■ Text section
"""

Client Library Installation and Configuration
In order to use Arraylake from your data science environment, you have to install the Python client library.
Installing the Client Package​
The Arraylake Client supports Python versions 3.10 - 3.12.
To install the minimal version of the client, run
pip install "arraylake[icechunk]"
in your Python environment of choice.
There are several optional extras you can install.
- The
virtual
extra includes the ability to create virtual datasets - The
xarray
extra includes a compatible version of Xarray and its dependencies - The
widgets
extra includes integrations with Ipywidgets (e.g.repo.tree()
)
Most users will probably want both, which can be installed via
pip install "arraylake[icechunk,xarray,virtual]"
The client can also be installed via Conda:
conda install --channel conda-forge arraylake icechunk
Dependencies​
The table below outlines Arraylake's core and optional dependencies.
Arraylake Dependencies
Package | Versions | Notes |
---|---|---|
python | >=3.10,<3.13 | |
aiobotocore[boto3] | >=1.33.2,<2.0 | |
aioitertools | ^0.11.0 | |
boto3 | >=2.10.0,<3.0 | |
botocore | >=1.33.2,<2.0 | |
cachetools | >=5.3.2,<6.0 | |
cfgrib | ~=0.9 | Optional, required for virtual datasets (GRIB) |
click | ~=8.1 | |
donfig | >=0.7,<1.0 | |
eccodes | >=2.37 | Optional, required for virtual datasets (GRIB) |
fsspec | >=2024.2.0 | |
gcsfs | >=2024.2.0 | |
h5py | Optional, required for virtual datasets (NetCDF4, HDF5) | |
httpx | >=0.23.0,<0.28 | |
humanize | ~4.9.0 | |
imagecodecs | Optional, required for virtual datasets (NetCDF, HDF5, TIFF, and GRIB) | |
ipytree | ~=0.2.2 | Optional, required for Tree widget |
kerchunk | ~=0.1,!=0.2.1 | Optional, required for virtual datasets (NetCDF, HDF5, TIFF, and GRIB) |
numcodecs | >=0.13.1 | |
numpy | ^1.23 | |
packaging | >=0.23 | |
pydantic[email] | >=2.3,<2.10 | |
python-dateutil | ^2.8 | |
rich | >=12.6,<14.0 | |
ruamel-yaml | ~=~0.17 | |
s3fs | >=2024.02.0 | |
structlog | ^24.1.0 | |
sqlitedict | ~=2.1 | |
tifffile | >=2023.2.27 | Optional, required for virtual datasets (TIFF) |
typer | >=0.6.1,<1.0 | |
xarray | >=v2022.12.0,<= 2024.09.0 | Optional, required for Xarray integration |
zarr | >=2.18,<3 | |
uvloop | >=0.17,<1.0 | Optional, POSIX only |
Client Configuration​
Client-side configuration options are used to customize client behavior. Most users won't have to modify these settings.

"""

Using the Arraylake installation text, explain why a user must install the Python client library, in one to three sentences.

■ Raw data
"""

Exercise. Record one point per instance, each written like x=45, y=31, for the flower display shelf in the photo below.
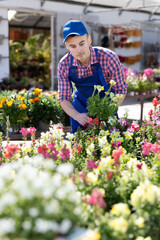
x=142, y=97
x=18, y=136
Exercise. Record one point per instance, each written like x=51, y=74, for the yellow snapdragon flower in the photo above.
x=23, y=106
x=9, y=103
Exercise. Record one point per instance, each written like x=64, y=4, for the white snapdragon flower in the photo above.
x=65, y=169
x=119, y=224
x=65, y=226
x=7, y=226
x=43, y=226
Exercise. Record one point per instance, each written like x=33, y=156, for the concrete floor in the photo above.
x=133, y=107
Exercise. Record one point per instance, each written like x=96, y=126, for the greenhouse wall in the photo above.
x=93, y=20
x=4, y=47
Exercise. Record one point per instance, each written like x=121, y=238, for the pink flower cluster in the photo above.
x=10, y=150
x=26, y=131
x=48, y=151
x=91, y=164
x=96, y=198
x=116, y=155
x=149, y=72
x=149, y=147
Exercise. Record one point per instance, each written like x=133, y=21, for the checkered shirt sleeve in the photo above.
x=64, y=87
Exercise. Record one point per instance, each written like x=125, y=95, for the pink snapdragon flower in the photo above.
x=32, y=130
x=91, y=164
x=96, y=198
x=135, y=126
x=24, y=132
x=116, y=155
x=65, y=153
x=11, y=150
x=149, y=72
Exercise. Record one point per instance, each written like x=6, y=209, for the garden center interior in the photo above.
x=130, y=28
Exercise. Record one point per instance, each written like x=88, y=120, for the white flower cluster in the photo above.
x=37, y=198
x=146, y=194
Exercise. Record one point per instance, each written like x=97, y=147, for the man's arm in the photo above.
x=121, y=99
x=82, y=118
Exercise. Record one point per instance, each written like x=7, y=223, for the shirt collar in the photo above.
x=93, y=58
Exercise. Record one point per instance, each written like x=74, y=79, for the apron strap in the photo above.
x=101, y=76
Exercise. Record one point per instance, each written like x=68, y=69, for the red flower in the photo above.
x=116, y=155
x=139, y=166
x=150, y=113
x=155, y=102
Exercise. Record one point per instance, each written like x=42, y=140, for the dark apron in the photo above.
x=85, y=88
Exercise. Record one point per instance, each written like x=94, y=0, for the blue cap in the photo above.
x=73, y=27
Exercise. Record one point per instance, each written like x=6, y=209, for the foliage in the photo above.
x=27, y=108
x=105, y=107
x=116, y=174
x=141, y=82
x=31, y=59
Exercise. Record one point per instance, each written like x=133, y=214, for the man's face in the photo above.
x=78, y=46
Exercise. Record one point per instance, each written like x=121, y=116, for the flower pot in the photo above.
x=42, y=126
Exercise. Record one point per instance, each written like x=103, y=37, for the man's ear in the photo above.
x=66, y=46
x=89, y=39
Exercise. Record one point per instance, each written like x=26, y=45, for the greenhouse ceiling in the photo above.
x=150, y=7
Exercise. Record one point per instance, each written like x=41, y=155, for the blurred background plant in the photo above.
x=28, y=108
x=29, y=64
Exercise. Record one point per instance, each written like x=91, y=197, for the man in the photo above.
x=85, y=66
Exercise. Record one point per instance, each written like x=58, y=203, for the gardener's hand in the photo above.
x=82, y=118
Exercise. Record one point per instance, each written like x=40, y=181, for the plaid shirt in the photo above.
x=110, y=65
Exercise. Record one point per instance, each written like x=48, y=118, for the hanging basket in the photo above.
x=137, y=33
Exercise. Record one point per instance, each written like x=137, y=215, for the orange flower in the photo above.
x=34, y=100
x=19, y=97
x=22, y=106
x=9, y=103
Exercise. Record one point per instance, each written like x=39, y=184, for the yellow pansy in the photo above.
x=9, y=103
x=3, y=100
x=37, y=90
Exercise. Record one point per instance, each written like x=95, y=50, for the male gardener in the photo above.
x=85, y=66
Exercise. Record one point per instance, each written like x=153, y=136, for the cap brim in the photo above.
x=73, y=33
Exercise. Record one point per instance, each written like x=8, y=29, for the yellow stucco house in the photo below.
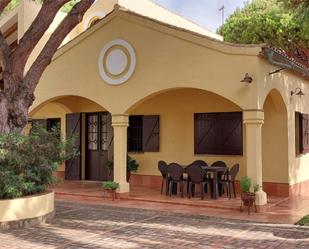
x=135, y=78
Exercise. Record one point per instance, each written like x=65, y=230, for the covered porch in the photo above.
x=175, y=125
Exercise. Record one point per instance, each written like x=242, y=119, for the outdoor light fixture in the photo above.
x=247, y=78
x=297, y=92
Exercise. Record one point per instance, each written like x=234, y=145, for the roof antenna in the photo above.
x=222, y=10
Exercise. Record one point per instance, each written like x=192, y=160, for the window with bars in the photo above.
x=302, y=133
x=218, y=133
x=93, y=131
x=97, y=129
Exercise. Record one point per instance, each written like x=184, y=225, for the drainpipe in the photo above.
x=270, y=56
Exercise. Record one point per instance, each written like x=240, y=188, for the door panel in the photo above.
x=73, y=127
x=97, y=146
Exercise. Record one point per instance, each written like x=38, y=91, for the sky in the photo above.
x=203, y=12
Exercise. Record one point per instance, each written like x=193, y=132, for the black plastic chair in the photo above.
x=220, y=174
x=197, y=176
x=162, y=166
x=175, y=176
x=229, y=180
x=198, y=163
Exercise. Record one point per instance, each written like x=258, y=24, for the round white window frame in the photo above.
x=132, y=61
x=98, y=14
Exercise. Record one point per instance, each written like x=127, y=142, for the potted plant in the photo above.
x=247, y=195
x=132, y=166
x=111, y=187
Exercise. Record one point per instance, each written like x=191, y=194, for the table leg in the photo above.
x=215, y=185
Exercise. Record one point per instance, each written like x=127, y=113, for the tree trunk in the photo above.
x=4, y=126
x=17, y=89
x=14, y=105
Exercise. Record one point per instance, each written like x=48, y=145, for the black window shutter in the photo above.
x=305, y=133
x=38, y=123
x=151, y=133
x=203, y=128
x=218, y=133
x=135, y=134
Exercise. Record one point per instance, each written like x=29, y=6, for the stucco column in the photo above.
x=253, y=120
x=120, y=124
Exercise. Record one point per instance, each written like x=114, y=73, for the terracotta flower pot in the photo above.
x=248, y=199
x=111, y=193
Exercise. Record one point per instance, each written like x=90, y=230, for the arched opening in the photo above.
x=90, y=123
x=177, y=111
x=275, y=145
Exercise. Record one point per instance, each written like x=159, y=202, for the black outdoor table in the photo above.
x=215, y=171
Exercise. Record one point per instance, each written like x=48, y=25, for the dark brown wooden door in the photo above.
x=98, y=145
x=73, y=128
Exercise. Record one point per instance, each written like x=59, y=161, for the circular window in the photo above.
x=117, y=62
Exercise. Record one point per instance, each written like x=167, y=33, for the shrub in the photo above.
x=110, y=185
x=27, y=163
x=245, y=184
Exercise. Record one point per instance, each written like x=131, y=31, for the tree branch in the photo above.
x=73, y=18
x=3, y=4
x=35, y=32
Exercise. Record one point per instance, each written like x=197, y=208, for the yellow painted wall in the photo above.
x=178, y=59
x=74, y=70
x=59, y=108
x=275, y=140
x=176, y=109
x=284, y=83
x=53, y=110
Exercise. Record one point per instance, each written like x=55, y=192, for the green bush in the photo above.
x=245, y=184
x=27, y=163
x=110, y=185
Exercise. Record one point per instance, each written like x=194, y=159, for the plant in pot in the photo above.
x=111, y=188
x=247, y=195
x=132, y=166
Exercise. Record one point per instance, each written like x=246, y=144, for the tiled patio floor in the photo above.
x=279, y=210
x=78, y=225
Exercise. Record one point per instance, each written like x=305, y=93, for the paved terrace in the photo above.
x=80, y=225
x=279, y=210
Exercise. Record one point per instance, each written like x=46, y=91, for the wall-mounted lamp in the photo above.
x=297, y=92
x=247, y=78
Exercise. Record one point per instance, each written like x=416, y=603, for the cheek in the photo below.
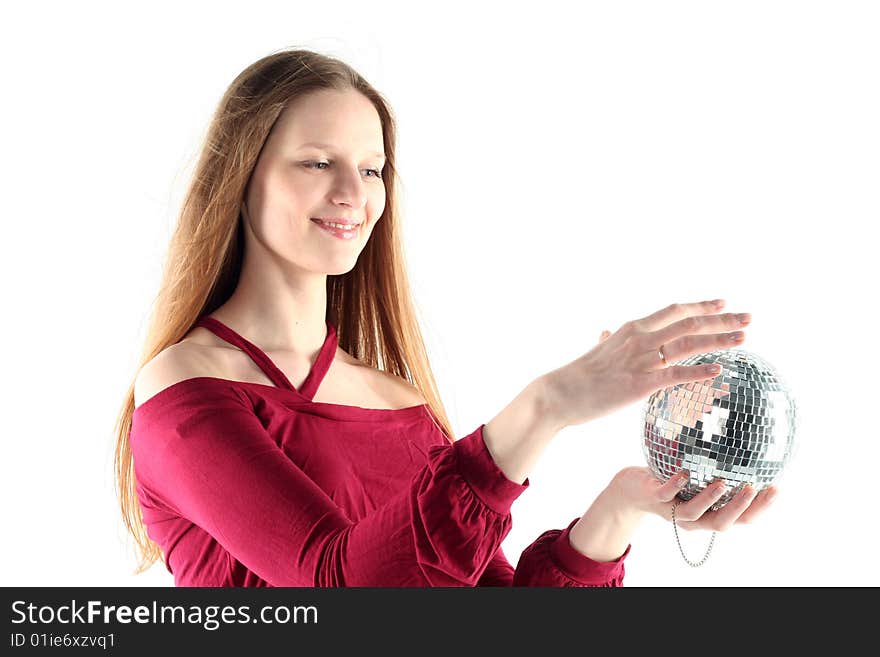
x=377, y=204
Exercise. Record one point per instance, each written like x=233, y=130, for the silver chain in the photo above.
x=695, y=564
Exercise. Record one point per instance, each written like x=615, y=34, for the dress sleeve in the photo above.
x=204, y=454
x=552, y=561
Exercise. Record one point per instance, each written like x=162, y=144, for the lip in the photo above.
x=338, y=220
x=343, y=234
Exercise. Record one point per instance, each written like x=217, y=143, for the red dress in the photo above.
x=247, y=484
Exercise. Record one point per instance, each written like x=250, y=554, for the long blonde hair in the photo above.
x=370, y=306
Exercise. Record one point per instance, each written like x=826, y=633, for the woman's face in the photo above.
x=294, y=184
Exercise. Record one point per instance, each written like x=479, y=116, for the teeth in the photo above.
x=340, y=226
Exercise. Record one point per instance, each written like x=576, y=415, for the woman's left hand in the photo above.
x=638, y=490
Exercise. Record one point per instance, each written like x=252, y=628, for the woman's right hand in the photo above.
x=626, y=366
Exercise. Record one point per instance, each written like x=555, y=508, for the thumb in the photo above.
x=670, y=488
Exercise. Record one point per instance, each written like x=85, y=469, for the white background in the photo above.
x=564, y=170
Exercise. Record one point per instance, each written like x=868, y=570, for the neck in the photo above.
x=279, y=316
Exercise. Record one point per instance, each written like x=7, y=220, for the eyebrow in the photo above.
x=328, y=146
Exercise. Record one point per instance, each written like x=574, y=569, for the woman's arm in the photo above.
x=603, y=533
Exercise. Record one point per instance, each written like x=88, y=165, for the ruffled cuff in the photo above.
x=582, y=568
x=483, y=475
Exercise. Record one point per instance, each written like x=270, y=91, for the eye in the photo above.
x=377, y=173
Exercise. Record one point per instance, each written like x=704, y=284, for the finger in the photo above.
x=675, y=374
x=763, y=500
x=701, y=325
x=700, y=503
x=692, y=345
x=678, y=311
x=724, y=518
x=670, y=488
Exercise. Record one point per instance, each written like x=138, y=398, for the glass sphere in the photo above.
x=739, y=426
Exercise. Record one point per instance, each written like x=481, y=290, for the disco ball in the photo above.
x=738, y=426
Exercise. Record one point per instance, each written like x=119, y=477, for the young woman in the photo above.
x=284, y=427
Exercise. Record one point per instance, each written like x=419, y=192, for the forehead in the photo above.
x=346, y=119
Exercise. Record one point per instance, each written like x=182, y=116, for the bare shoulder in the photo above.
x=400, y=392
x=173, y=364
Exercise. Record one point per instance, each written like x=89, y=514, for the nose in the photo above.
x=349, y=189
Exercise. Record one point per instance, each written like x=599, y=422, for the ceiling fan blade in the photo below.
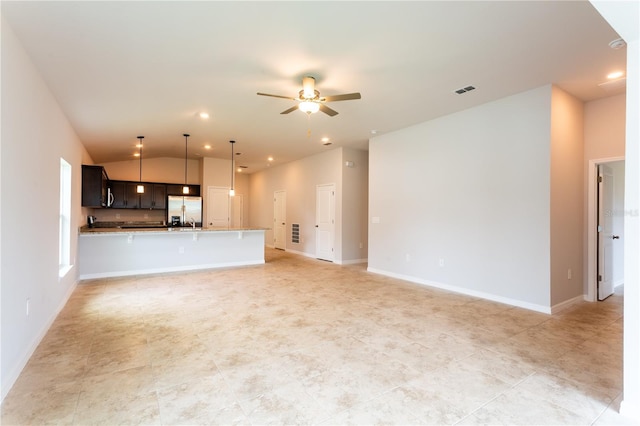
x=327, y=110
x=287, y=111
x=277, y=96
x=345, y=97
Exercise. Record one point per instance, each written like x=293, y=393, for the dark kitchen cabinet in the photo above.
x=94, y=186
x=176, y=189
x=154, y=197
x=124, y=195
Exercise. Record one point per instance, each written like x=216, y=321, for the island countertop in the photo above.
x=111, y=252
x=86, y=230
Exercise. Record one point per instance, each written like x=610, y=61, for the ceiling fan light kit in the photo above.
x=309, y=107
x=310, y=101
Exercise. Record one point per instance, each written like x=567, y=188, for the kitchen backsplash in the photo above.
x=129, y=215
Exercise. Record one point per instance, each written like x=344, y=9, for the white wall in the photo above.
x=567, y=204
x=299, y=180
x=472, y=189
x=618, y=222
x=35, y=134
x=355, y=201
x=165, y=170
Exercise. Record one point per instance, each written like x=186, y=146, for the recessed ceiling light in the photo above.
x=617, y=44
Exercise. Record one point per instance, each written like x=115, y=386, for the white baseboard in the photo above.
x=630, y=409
x=9, y=380
x=337, y=262
x=460, y=290
x=567, y=303
x=352, y=262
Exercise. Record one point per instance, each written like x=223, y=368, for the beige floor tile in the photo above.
x=46, y=405
x=301, y=341
x=204, y=400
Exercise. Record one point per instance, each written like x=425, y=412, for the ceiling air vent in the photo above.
x=464, y=90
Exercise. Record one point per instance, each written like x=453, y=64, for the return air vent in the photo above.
x=465, y=90
x=295, y=233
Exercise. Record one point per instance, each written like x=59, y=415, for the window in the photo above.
x=64, y=258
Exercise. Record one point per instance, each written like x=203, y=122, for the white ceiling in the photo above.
x=122, y=69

"""

■ Answer to this exercise
The Python client library has to be installed so that Arraylake can be used from a data science environment. Without the client package, Arraylake cannot be reached from that environment.